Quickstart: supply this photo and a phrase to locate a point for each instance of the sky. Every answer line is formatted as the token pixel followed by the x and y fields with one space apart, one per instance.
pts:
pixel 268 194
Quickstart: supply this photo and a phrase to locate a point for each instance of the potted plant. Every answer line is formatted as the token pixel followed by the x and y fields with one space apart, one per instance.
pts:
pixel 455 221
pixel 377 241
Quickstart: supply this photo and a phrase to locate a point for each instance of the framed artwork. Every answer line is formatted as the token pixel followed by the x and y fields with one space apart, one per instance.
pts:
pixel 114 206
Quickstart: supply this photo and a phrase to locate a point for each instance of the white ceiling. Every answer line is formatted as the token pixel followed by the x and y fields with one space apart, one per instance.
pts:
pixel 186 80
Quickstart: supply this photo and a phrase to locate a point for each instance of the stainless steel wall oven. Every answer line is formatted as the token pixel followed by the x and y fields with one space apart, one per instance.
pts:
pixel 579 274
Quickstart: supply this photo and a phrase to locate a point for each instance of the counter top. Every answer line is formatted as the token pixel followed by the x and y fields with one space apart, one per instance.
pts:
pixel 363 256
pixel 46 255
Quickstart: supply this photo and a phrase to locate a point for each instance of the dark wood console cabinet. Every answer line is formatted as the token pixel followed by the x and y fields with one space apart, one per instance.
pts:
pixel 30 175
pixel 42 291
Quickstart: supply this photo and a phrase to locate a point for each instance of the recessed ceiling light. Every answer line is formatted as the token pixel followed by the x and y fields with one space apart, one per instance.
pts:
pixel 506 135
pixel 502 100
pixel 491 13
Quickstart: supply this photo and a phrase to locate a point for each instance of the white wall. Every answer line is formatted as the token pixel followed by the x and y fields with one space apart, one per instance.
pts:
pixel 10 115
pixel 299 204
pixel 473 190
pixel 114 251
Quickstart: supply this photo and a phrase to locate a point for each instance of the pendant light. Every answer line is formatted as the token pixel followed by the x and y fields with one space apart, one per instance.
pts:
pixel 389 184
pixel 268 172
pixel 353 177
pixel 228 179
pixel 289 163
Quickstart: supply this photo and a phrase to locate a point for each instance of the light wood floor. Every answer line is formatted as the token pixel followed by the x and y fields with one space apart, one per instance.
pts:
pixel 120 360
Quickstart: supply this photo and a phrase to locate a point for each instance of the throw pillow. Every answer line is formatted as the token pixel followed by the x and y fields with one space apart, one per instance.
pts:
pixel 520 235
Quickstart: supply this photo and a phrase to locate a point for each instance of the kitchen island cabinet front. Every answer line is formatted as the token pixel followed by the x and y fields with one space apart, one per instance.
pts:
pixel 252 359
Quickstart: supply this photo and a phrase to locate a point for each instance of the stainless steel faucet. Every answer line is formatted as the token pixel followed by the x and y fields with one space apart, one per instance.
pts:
------------------------------------
> Short exercise
Please arrange the rows above as a numbered list, starting with the line that contains "of the dark" and going on through the last line of the rows. Leave out any blank lines.

> Written answer
1. Quickstart: supply this photo and a phrase to locate a point for each instance of the dark wood console cabinet. Every answer line is formatted as the token pixel followed by the x and y fields with one space apart, one per instance.
2. pts:
3. pixel 30 175
4. pixel 42 291
5. Quickstart: supply this photo and a phrase to locate a point for each instance of the recessed ceiling light. Every answer line is formatted as the token pixel followed by the x and y fields with one space apart, one per instance.
6. pts:
7. pixel 506 135
8. pixel 502 100
9. pixel 491 13
10. Quickstart: supply this photo and a phrase to locate a point for each instance of the white wall. Every answer line is formatted as the token pixel followed by the x and y fields with one space apart, one per instance.
11. pts:
12. pixel 10 115
13. pixel 299 204
14. pixel 473 190
15. pixel 114 251
16. Quickstart: supply this photo and a phrase to locate a point for each instance of the pendant light. Every answer line is formatted as the token pixel followed by the x and y fields with one space apart, one per instance.
17. pts:
18. pixel 389 184
19. pixel 268 172
20. pixel 353 177
21. pixel 228 179
22. pixel 289 163
23. Quickstart: supply this photo and a phrase to locate a point for each instance of the light wood floor. Every answer line is formatted as the token pixel followed by the x and y fields with one space apart, one per instance.
24. pts:
25. pixel 120 360
26. Quickstart: supply this photo and a phrase to locate a point for each instance of the throw pillow. Every answer line is formatted as the token pixel followed by the x and y fields with one space apart, one per instance.
27. pts:
28. pixel 520 235
29. Quickstart: supply this photo and a phrase to locate a point for each instance of the kitchen island cabinet front. Every answer line is formatted as the token pixel followed by the x and y fields with one space apart, one per instance.
30. pts:
31. pixel 252 359
32. Quickstart: supply this photo and a phrase to locate a point for each instance of the stainless steel faucet. Every answer line is formatted as the token pixel followed by the x and y fields with one space apart, one per instance.
33. pts:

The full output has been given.